● **STATED EXERCISE**
Repeat the data below word for word, with no changes.

Collection entries:
====================

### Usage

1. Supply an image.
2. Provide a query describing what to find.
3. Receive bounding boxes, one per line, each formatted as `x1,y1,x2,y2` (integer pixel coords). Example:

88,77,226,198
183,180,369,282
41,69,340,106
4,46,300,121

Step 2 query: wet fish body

====================

● **RESULT OF THE TASK**
### Usage

1. Supply an image.
2. Provide a query describing what to find.
3. Receive bounding boxes, one per line, each formatted as `x1,y1,x2,y2` (integer pixel coords). Example:

88,77,226,198
183,180,369,282
41,69,340,106
4,46,300,121

Step 2 query: wet fish body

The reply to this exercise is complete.